AUFGABENSTELLUNG
Wiederhole das gesamte folgende Material Zeile für Zeile ohne jede Änderung. Lass dabei nur die Bilder weg.

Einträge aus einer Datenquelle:
════
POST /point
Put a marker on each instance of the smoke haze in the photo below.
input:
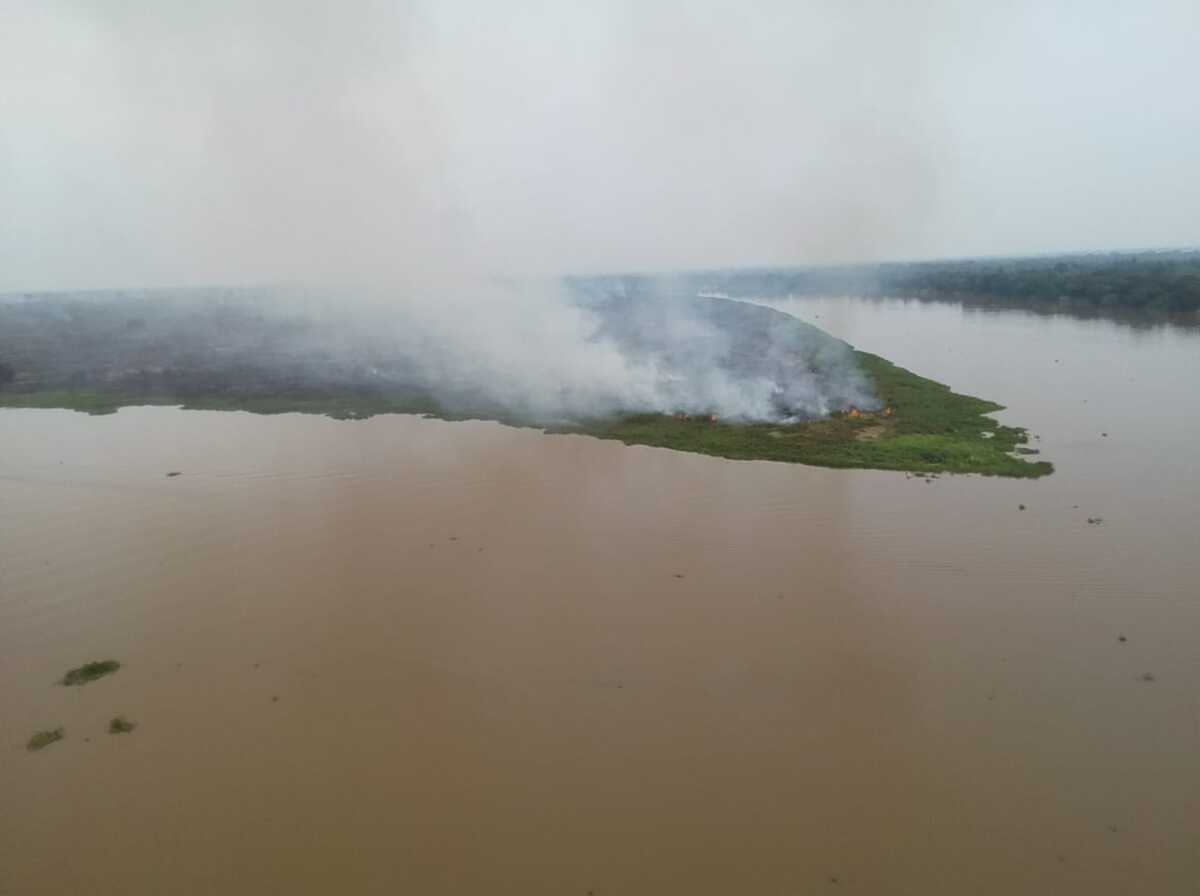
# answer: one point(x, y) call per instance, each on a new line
point(429, 150)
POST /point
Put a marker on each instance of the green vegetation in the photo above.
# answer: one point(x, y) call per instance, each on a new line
point(90, 672)
point(120, 725)
point(930, 430)
point(1165, 282)
point(43, 739)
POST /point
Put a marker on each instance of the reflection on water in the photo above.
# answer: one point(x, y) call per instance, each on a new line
point(526, 663)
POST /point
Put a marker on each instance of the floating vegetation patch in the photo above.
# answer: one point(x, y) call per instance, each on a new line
point(90, 672)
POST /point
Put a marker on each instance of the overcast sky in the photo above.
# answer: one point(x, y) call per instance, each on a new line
point(225, 140)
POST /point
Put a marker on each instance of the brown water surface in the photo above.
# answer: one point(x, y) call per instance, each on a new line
point(402, 655)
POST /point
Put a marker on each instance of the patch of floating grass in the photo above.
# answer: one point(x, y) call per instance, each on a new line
point(90, 672)
point(120, 725)
point(43, 739)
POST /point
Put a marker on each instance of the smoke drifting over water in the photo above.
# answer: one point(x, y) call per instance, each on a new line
point(545, 353)
point(467, 154)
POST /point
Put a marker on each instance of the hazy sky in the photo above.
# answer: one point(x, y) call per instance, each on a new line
point(154, 143)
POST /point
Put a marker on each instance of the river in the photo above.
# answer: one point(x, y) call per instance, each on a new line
point(403, 655)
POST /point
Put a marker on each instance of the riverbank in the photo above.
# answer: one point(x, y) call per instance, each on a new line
point(925, 427)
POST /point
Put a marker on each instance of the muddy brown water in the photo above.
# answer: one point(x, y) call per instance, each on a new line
point(402, 655)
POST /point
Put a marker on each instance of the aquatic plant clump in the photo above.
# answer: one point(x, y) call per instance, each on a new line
════
SCHRIFTLICHE LÖSUNG
POST /point
Put a marker on each instance of the smoke haze in the photo below.
input:
# answer: one point(x, y) call per instance, each on a new line
point(429, 150)
POST /point
Put a marker on each instance of the green vegetation in the photo above.
# answer: one point(x, y) call per instance, each on a new line
point(90, 672)
point(120, 725)
point(930, 430)
point(1165, 282)
point(43, 739)
POST /point
Put a marker on each instance of the reflection on water in the photo above.
# answer: one point(x, y) call per instance, each on a new line
point(526, 663)
POST /point
Put a marker on each instance of the floating vegetation patch in the photo above.
# answer: one point(x, y) call per instance, each on a new line
point(90, 672)
POST /point
Put a marker on each instance of the overcast sky in the photo above.
# answer: one point(x, y) call per instance, each on a new line
point(225, 140)
POST /point
Put a marker on each instance of the brown water surface in the photo above.
# answer: one point(x, y) call per instance, each on a new line
point(402, 655)
POST /point
Put a marker on each instance of the patch of floating grass in the photo above.
# answer: one point(x, y) call per instance, each on a new line
point(90, 672)
point(120, 725)
point(43, 739)
POST /point
Put a marker on each instance of the smoke drifting over water in the photo above.
# answer: one point(x, y) call per instance, each on a new line
point(545, 353)
point(467, 154)
POST /point
Put a marker on each instance of the hazy sky in the photo above.
# answer: one point(x, y) call per instance, each on a new line
point(154, 143)
POST /point
Put a marker on each instance of the river in the photo above.
# answer: one point(x, y) call per instance, each on a new line
point(403, 655)
POST /point
Put a marker on each instance of the riverbank in the photo above.
# answer: one point(x, y) call per instance, each on a new line
point(925, 427)
POST /point
Put a marker on each instance of the muddy brown water in the photo above.
# answer: one point(x, y) call per instance, each on a new line
point(402, 655)
POST /point
Put a marker on each instance of the aquatic plant clump in the photo above.
# answer: one point(x, y) call per instance, each on a new line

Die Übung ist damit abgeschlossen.